AIM OF THE TASK — This task requires every entry to be set down again exactly.

+---+

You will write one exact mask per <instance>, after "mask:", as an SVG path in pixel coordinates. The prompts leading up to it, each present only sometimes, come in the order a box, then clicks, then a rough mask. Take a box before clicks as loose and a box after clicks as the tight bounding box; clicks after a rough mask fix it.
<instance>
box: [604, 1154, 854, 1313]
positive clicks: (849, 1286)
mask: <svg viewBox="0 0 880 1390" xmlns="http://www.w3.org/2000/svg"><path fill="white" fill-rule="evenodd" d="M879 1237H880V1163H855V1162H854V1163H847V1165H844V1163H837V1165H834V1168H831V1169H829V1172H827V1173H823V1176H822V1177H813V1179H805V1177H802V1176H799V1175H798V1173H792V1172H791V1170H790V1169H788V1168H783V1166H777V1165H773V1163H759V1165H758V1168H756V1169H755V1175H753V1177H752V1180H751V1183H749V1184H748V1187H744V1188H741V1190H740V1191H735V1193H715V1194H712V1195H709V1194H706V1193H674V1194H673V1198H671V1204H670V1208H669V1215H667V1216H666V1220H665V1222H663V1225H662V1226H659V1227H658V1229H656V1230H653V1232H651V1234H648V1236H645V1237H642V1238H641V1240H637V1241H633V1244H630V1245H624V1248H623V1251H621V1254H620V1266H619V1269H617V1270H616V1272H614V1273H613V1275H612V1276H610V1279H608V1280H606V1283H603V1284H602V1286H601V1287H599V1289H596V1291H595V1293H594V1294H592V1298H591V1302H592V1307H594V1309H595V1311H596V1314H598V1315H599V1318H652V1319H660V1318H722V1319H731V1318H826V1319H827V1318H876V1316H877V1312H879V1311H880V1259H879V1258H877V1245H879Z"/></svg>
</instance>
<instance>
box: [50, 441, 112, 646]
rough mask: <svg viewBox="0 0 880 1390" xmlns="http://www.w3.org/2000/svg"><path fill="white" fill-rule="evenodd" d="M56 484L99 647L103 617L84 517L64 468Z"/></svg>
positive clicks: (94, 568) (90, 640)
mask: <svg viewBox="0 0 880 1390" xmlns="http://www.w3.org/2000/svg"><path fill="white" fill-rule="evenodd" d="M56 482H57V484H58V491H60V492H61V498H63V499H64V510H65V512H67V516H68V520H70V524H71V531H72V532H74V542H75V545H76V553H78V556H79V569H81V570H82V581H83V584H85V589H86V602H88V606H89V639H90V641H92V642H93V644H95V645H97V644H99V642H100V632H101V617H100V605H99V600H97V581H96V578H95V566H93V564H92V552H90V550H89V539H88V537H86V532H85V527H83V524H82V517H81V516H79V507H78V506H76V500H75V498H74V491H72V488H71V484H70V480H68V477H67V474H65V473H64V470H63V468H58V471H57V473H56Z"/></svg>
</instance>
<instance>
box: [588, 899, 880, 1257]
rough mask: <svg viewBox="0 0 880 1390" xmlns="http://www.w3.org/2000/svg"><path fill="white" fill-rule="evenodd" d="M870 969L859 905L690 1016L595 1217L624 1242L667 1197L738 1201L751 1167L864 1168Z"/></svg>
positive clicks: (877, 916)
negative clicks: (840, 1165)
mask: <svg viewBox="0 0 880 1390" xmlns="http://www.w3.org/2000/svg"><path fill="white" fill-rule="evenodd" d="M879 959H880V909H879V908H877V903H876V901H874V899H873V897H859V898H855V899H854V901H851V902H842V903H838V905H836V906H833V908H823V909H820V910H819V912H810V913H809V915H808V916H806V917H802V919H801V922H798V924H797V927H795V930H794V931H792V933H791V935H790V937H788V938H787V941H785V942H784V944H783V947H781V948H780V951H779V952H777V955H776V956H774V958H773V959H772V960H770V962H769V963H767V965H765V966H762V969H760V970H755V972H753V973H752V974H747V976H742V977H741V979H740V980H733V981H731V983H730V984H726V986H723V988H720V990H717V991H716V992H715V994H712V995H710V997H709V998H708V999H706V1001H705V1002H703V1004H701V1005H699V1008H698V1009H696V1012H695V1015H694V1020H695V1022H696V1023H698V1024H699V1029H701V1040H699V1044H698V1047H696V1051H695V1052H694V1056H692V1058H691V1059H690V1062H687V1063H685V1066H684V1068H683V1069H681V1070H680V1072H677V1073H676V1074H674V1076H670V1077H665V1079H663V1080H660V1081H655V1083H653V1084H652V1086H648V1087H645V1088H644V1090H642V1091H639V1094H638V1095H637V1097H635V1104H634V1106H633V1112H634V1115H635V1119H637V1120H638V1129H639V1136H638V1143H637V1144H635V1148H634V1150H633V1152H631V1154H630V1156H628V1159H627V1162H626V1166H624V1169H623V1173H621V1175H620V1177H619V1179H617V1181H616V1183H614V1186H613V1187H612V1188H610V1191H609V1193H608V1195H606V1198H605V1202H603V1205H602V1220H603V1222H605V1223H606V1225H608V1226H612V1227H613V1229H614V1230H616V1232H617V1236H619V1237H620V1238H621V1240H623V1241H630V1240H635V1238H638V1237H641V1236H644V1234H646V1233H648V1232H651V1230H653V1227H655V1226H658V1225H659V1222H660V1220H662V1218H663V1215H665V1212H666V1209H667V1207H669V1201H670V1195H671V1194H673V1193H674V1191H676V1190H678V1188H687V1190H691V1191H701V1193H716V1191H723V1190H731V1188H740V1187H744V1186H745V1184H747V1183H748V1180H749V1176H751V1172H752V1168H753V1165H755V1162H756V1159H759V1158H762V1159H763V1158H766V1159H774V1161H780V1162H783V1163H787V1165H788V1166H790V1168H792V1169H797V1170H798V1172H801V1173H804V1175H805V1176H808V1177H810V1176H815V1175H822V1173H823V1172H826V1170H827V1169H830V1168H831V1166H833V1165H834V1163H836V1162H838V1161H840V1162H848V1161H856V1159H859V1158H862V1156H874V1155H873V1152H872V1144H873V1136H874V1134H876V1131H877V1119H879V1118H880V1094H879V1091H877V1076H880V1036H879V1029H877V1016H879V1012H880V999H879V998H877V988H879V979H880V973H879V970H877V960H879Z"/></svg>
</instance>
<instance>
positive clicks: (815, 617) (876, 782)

+---+

ANSWER TO THE EXERCISE —
You will write one exact mask per <instance>, after "mask:", as an SVG path in pixel coordinates. The prompts leading up to it, each present only sometimes, come in the order a box, then clicks, then a rough mask. Take a box before clicks as loose and a box after clicks as the tight bounding box; clicks after a rough mask fix it.
<instance>
box: [604, 1154, 854, 1313]
positive clicks: (849, 1286)
mask: <svg viewBox="0 0 880 1390" xmlns="http://www.w3.org/2000/svg"><path fill="white" fill-rule="evenodd" d="M879 1237H880V1163H855V1162H854V1163H847V1165H844V1163H837V1165H834V1168H831V1169H829V1172H827V1173H823V1176H822V1177H813V1179H805V1177H802V1176H799V1175H798V1173H792V1172H791V1170H790V1169H788V1168H783V1166H777V1165H773V1163H759V1165H758V1168H756V1169H755V1175H753V1177H752V1180H751V1183H749V1184H748V1187H744V1188H741V1190H740V1191H735V1193H715V1194H712V1195H709V1194H706V1193H674V1194H673V1198H671V1204H670V1208H669V1215H667V1216H666V1220H665V1222H663V1225H662V1226H659V1227H658V1229H656V1230H653V1232H651V1234H648V1236H645V1237H642V1238H641V1240H637V1241H633V1244H630V1245H624V1248H623V1251H621V1254H620V1266H619V1269H617V1270H616V1272H614V1273H613V1275H612V1276H610V1279H608V1280H606V1283H603V1284H602V1286H601V1287H599V1289H596V1291H595V1293H594V1294H592V1298H591V1302H592V1307H594V1309H595V1311H596V1314H598V1315H599V1318H652V1319H660V1318H722V1319H731V1318H826V1319H827V1318H876V1316H877V1312H879V1311H880V1259H879V1258H877V1245H879Z"/></svg>
</instance>
<instance>
box: [50, 441, 112, 646]
rough mask: <svg viewBox="0 0 880 1390" xmlns="http://www.w3.org/2000/svg"><path fill="white" fill-rule="evenodd" d="M56 484L99 647L103 617L84 517L64 468Z"/></svg>
positive clicks: (94, 568) (90, 640)
mask: <svg viewBox="0 0 880 1390" xmlns="http://www.w3.org/2000/svg"><path fill="white" fill-rule="evenodd" d="M56 482H57V484H58V491H60V492H61V498H63V499H64V510H65V512H67V516H68V520H70V524H71V531H72V532H74V542H75V545H76V553H78V556H79V569H81V570H82V581H83V584H85V589H86V602H88V606H89V639H90V641H92V642H93V644H95V645H97V644H99V642H100V632H101V617H100V605H99V600H97V581H96V578H95V566H93V564H92V552H90V550H89V539H88V537H86V532H85V527H83V524H82V517H81V516H79V507H78V506H76V500H75V498H74V491H72V488H71V484H70V480H68V477H67V474H65V473H64V470H63V468H58V471H57V473H56Z"/></svg>
</instance>
<instance>
box: [588, 899, 880, 1257]
rough mask: <svg viewBox="0 0 880 1390" xmlns="http://www.w3.org/2000/svg"><path fill="white" fill-rule="evenodd" d="M870 969L859 905L690 1016L595 1217L624 1242L667 1197L738 1201L751 1167L864 1168Z"/></svg>
positive clicks: (877, 916)
negative clicks: (840, 1165)
mask: <svg viewBox="0 0 880 1390" xmlns="http://www.w3.org/2000/svg"><path fill="white" fill-rule="evenodd" d="M879 959H880V909H879V908H877V903H876V901H874V899H873V897H859V898H855V899H854V901H851V902H842V903H838V905H836V906H833V908H823V909H820V910H819V912H810V913H809V915H808V916H806V917H802V919H801V922H798V924H797V927H795V930H794V931H792V933H791V935H790V937H788V938H787V941H785V942H784V944H783V947H781V948H780V951H779V952H777V955H776V956H774V958H773V959H772V960H770V962H769V963H767V965H765V966H762V969H760V970H755V972H753V973H752V974H747V976H742V977H741V979H740V980H733V981H731V983H730V984H726V986H723V988H720V990H717V991H716V992H715V994H712V995H710V997H709V998H708V999H706V1001H705V1002H703V1004H701V1005H699V1008H698V1009H696V1012H695V1015H694V1020H695V1022H696V1023H698V1024H699V1029H701V1040H699V1044H698V1047H696V1051H695V1052H694V1056H692V1058H691V1059H690V1062H687V1063H685V1066H684V1068H683V1069H681V1070H680V1072H677V1073H676V1074H674V1076H670V1077H665V1079H663V1080H660V1081H655V1083H653V1084H652V1086H648V1087H645V1088H644V1090H642V1091H639V1094H638V1095H637V1097H635V1104H634V1106H633V1112H634V1115H635V1119H637V1120H638V1129H639V1136H638V1143H637V1144H635V1148H634V1150H633V1152H631V1154H630V1156H628V1159H627V1162H626V1166H624V1169H623V1173H621V1175H620V1177H619V1179H617V1181H616V1183H614V1186H613V1187H612V1188H610V1191H609V1193H608V1195H606V1198H605V1202H603V1205H602V1220H603V1222H605V1223H606V1225H608V1226H612V1227H613V1229H614V1230H616V1232H617V1236H619V1237H620V1238H621V1240H623V1241H630V1240H635V1238H638V1237H641V1236H644V1234H646V1233H648V1232H651V1230H653V1227H655V1226H658V1225H659V1222H660V1220H662V1218H663V1215H665V1212H666V1209H667V1207H669V1201H670V1195H671V1194H673V1193H674V1191H676V1190H678V1188H687V1190H691V1191H701V1193H716V1191H723V1190H731V1188H740V1187H744V1186H745V1184H747V1183H748V1180H749V1176H751V1172H752V1168H753V1165H755V1162H756V1159H759V1158H762V1159H763V1158H766V1159H774V1161H780V1162H783V1163H787V1165H788V1166H790V1168H792V1169H797V1170H798V1172H801V1173H804V1175H805V1176H808V1177H810V1176H815V1175H822V1173H823V1172H826V1170H827V1169H830V1168H831V1166H833V1165H834V1163H836V1162H838V1161H840V1162H848V1161H856V1159H859V1158H862V1156H874V1155H873V1152H872V1144H873V1136H874V1134H876V1131H877V1119H879V1118H880V1094H879V1091H877V1076H880V1036H879V1029H877V1016H879V1012H880V999H879V998H877V988H879V979H880V973H879V970H877V960H879Z"/></svg>
</instance>
<instance>
positive clicks: (815, 617) (876, 782)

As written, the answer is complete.